Texto del documento:
<<<<
Cap.- 3 Dispersión judía y expansión cristiana (pp. 119-121)

 

 

                La primera gran dispersión tuvo lugar a la caída del reino de Judá. El crecimiento demográfico impulsó luego la movilidad de individuos y grupos, favorecida por los movimientos de población que siguieron a la conquista del Próximo Oriente por el Helenismo. En el ámbito grecorromano, Egipto y Asia Menor, y fuera Babilonia, fueron donde se dio una mayor implantación judía.

                Algunas colonias Judías contaron con una organización jurídica peculiar como políteuma, sin integración en la pólis griega. Es el caso de Alejandría, el foco más activo de la diáspora judía. No faltaron tensiones, que se acentuaron con violencia en el s. I, entre la población judía y la de origen o cultura griega, como las que tuvieron lugar bajo el gobernador Flaco, en tiempos de Calígula, y a raíz de la primera guerra judía. El políteuma judío alejandrino quedó aniquilado por su sublevación en tiempos de Trajano. También tuvo importancia numérica, social e intelectual el políteuma judío de Cirenaica (donde al concluir la primera guerra judía hubo un intento de sublevación zelota), que participó en la gran rebelión bajo Trajano.
>>>>
Entradas para señalar objetos nombrados
<<<<
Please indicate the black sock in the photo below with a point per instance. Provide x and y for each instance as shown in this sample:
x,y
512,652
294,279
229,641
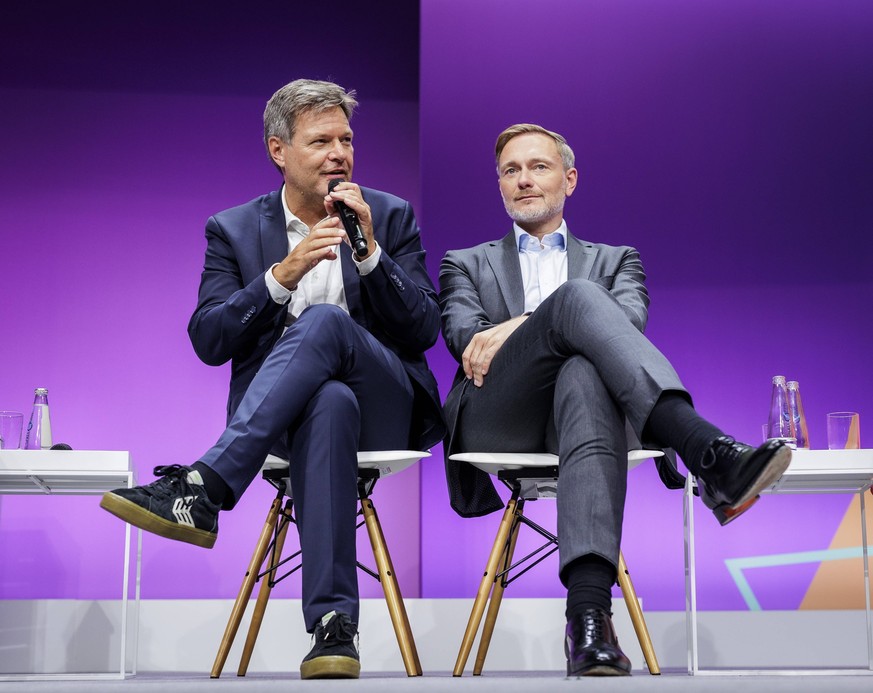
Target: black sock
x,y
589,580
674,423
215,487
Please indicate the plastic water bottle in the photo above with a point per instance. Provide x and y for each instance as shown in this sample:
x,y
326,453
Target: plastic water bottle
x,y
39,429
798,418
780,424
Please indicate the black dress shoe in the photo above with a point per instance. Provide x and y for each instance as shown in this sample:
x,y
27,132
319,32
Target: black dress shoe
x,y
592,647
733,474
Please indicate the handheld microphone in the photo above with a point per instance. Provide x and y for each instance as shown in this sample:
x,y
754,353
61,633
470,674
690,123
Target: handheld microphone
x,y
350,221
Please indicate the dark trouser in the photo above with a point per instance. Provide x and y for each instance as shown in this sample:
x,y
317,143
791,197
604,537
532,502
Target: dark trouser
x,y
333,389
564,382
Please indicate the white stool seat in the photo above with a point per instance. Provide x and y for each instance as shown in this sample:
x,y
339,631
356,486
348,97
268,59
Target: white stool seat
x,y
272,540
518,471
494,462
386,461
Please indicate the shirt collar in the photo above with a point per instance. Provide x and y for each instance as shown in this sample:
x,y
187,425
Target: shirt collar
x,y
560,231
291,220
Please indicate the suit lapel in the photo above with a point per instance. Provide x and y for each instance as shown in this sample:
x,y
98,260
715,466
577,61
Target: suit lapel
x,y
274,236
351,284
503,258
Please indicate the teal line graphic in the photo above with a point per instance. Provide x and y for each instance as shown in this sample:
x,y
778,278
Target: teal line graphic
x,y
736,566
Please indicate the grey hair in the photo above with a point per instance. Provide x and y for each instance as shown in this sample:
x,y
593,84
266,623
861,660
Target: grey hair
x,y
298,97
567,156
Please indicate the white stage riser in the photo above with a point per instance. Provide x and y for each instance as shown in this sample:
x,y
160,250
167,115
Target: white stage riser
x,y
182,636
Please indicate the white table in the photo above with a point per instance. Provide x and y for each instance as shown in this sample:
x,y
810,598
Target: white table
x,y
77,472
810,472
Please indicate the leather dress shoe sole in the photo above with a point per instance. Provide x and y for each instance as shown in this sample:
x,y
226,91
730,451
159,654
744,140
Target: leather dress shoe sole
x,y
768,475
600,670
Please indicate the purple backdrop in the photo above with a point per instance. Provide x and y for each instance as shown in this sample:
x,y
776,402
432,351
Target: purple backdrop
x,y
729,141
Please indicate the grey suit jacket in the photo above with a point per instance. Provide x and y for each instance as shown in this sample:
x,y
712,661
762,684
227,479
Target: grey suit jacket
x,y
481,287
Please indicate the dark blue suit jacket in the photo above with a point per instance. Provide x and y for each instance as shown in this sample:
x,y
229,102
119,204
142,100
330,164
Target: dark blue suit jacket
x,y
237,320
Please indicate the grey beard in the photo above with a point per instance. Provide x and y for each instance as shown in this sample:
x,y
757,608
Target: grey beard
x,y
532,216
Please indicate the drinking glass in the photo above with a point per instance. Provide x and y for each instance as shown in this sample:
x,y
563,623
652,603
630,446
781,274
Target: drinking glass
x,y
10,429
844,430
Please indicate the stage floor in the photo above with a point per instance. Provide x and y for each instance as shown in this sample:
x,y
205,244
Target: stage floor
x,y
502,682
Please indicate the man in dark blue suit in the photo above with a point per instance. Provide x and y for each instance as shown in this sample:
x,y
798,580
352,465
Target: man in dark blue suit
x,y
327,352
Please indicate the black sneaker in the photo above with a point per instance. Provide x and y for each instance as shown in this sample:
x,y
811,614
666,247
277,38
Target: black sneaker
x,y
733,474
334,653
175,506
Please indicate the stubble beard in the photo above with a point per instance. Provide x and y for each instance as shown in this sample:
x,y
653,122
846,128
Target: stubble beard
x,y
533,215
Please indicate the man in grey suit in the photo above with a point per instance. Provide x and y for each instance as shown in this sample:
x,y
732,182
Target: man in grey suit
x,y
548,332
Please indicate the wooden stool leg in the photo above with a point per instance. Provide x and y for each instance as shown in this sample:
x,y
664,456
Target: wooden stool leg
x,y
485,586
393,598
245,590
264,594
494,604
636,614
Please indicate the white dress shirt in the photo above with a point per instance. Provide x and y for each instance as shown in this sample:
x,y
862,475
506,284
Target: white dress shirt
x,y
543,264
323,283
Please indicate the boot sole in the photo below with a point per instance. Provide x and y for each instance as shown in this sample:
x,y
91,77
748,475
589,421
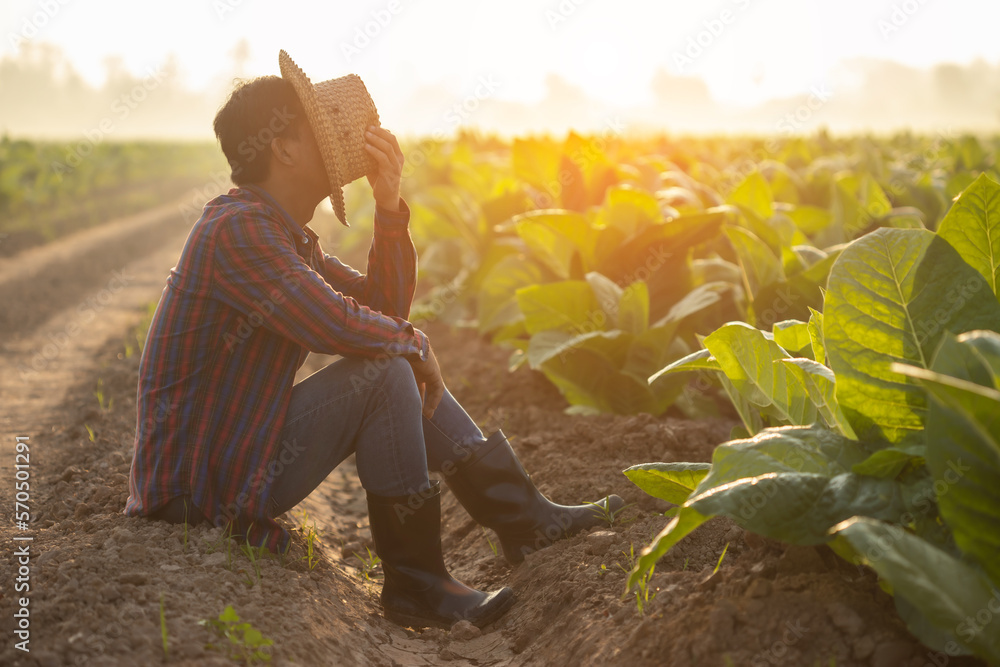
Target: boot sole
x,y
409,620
>>>>
<<<<
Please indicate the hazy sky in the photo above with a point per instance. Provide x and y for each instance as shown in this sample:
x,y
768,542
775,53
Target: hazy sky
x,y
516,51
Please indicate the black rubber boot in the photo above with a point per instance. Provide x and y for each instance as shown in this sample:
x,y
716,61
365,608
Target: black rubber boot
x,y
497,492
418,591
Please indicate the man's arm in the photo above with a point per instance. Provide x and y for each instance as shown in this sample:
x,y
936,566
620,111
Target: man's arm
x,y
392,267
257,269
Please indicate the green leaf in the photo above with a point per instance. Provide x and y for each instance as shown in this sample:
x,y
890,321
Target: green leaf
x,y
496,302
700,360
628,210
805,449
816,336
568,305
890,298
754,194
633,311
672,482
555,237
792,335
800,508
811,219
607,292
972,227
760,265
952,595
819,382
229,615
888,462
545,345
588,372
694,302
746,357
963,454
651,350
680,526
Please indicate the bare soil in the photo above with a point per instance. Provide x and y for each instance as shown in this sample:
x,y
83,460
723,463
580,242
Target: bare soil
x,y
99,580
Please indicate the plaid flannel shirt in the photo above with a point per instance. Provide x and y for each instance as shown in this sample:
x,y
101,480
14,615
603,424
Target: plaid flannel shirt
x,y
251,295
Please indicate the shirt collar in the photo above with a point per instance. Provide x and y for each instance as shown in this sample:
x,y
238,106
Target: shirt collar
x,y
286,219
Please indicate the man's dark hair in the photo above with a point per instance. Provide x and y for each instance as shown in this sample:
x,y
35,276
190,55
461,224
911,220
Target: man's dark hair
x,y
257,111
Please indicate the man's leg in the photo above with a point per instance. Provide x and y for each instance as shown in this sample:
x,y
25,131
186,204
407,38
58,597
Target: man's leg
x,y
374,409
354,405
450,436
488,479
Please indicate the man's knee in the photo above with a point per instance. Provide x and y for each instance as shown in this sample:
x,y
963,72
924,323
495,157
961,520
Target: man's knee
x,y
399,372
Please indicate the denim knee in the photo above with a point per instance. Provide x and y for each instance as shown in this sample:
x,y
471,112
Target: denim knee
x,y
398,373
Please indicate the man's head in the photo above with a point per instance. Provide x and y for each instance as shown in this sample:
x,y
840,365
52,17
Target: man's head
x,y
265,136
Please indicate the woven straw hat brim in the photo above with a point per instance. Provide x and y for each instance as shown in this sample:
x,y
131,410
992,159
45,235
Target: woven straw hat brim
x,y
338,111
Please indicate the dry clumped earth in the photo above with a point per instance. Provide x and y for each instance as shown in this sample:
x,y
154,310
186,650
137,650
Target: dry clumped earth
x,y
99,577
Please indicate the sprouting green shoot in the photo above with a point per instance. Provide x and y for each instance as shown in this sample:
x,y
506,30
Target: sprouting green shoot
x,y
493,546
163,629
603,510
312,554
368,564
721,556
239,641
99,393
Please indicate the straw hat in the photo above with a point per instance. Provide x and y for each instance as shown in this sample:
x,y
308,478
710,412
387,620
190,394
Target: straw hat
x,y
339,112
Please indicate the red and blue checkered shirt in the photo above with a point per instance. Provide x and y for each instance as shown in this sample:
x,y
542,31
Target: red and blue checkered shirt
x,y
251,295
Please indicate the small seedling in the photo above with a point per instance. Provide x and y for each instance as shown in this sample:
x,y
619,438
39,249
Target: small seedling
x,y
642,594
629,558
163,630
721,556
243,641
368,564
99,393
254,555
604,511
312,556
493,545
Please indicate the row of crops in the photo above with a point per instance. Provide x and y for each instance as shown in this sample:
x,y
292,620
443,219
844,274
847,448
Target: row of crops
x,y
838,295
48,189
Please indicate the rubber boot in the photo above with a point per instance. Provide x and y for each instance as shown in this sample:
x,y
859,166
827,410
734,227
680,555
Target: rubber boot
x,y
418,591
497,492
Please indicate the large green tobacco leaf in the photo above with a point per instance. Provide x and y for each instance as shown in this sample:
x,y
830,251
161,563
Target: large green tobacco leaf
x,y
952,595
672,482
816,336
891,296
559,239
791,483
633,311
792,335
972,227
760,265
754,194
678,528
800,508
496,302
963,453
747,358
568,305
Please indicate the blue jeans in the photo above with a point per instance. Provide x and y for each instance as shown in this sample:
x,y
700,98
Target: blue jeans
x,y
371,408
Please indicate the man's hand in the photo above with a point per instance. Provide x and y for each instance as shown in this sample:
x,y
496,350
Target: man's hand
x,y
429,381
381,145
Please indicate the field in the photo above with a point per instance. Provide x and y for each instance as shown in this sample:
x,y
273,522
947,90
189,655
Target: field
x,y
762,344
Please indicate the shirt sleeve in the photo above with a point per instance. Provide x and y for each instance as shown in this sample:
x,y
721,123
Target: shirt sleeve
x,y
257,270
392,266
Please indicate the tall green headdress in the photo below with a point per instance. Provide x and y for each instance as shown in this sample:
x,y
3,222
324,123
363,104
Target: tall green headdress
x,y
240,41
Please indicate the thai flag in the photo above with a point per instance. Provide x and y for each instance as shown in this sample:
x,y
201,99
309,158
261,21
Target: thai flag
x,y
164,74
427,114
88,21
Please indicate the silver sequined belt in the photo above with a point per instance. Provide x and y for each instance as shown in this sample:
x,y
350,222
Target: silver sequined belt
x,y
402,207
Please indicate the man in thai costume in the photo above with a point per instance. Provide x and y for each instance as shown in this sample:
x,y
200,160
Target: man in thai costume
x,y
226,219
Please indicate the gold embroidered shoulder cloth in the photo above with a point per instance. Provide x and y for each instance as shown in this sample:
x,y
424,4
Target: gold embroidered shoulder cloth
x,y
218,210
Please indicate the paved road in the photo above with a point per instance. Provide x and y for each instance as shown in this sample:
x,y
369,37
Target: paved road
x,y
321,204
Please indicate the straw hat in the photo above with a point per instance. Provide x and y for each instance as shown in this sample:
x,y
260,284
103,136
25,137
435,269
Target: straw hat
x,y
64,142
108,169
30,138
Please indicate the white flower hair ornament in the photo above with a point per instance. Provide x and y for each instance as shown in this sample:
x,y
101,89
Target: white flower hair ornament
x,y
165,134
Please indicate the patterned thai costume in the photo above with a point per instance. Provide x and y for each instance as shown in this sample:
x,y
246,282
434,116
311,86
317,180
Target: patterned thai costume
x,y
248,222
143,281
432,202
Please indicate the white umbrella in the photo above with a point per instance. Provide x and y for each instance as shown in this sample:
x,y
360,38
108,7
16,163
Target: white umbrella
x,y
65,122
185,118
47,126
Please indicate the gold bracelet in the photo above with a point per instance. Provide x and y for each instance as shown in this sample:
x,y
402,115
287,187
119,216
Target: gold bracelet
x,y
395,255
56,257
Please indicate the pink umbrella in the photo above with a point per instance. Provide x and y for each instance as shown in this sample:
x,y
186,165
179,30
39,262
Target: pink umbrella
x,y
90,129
>>>>
<<<<
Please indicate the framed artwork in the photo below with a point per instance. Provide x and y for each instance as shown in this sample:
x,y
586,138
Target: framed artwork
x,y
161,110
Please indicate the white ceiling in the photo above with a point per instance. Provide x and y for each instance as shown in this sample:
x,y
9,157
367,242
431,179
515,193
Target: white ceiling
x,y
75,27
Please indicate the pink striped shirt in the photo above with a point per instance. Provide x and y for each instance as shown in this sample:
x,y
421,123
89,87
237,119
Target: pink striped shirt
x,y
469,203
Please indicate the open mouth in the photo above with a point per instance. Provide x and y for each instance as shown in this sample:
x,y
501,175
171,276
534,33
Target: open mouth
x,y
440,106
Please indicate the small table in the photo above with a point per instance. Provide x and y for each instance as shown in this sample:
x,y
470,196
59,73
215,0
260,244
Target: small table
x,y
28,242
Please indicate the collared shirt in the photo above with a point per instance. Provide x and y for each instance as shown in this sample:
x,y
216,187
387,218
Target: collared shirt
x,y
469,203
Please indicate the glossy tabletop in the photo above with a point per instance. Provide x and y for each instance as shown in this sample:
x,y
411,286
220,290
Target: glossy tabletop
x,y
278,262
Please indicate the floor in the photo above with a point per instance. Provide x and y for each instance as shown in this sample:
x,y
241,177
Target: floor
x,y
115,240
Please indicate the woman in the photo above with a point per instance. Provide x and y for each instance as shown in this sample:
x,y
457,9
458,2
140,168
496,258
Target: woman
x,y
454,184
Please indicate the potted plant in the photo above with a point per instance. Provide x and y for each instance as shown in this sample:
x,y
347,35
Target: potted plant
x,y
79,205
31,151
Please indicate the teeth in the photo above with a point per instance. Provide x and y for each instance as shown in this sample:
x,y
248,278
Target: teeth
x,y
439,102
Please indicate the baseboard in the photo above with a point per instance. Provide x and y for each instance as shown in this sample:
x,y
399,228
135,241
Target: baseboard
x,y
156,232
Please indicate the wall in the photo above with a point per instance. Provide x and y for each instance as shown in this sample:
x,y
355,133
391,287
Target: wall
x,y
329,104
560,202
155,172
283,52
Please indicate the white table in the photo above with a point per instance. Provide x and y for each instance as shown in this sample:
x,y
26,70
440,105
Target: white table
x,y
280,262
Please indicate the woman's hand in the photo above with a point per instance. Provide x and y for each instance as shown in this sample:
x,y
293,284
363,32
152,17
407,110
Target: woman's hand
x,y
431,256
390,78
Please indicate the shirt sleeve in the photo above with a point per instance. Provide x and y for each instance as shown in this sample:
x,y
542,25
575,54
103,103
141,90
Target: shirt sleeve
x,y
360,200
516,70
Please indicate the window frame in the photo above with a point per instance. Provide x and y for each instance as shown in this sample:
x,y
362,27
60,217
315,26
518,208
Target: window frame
>>>>
Tareas:
1: Transcribe el fragmento del texto sobre la dispersión judía que comienza en las palabras "Algunas colonias Judías" y termina después de "rebelión bajo Trajano.".
2: Reúne cada línea de los registros que contenga la cadena "line" y cópiala sin cambios.

Resultados esperados:
1:
Algunas colonias Judías contaron con una organización jurídica peculiar como políteuma, sin integración en la pólis griega. Es el caso de Alejandría, el foco más activo de la diáspora judía. No faltaron tensiones, que se acentuaron con violencia en el s. I, entre la población judía y la de origen o cultura griega, como las que tuvieron lugar bajo el gobernador Flaco, en tiempos de Calígula, y a raíz de la primera guerra judía. El políteuma judío alejandrino quedó aniquilado por su sublevación en tiempos de Trajano. También tuvo importancia numérica, social e intelectual el políteuma judío de Cirenaica (donde al concluir la primera guerra judía hubo un intento de sublevación zelota), que participó en la gran rebelión bajo Trajano.

2:
Please indicate the teal line graphic in the photo above with a point per instance. Provide x and y for each instance as shown in this sample:
Target: teal line graphic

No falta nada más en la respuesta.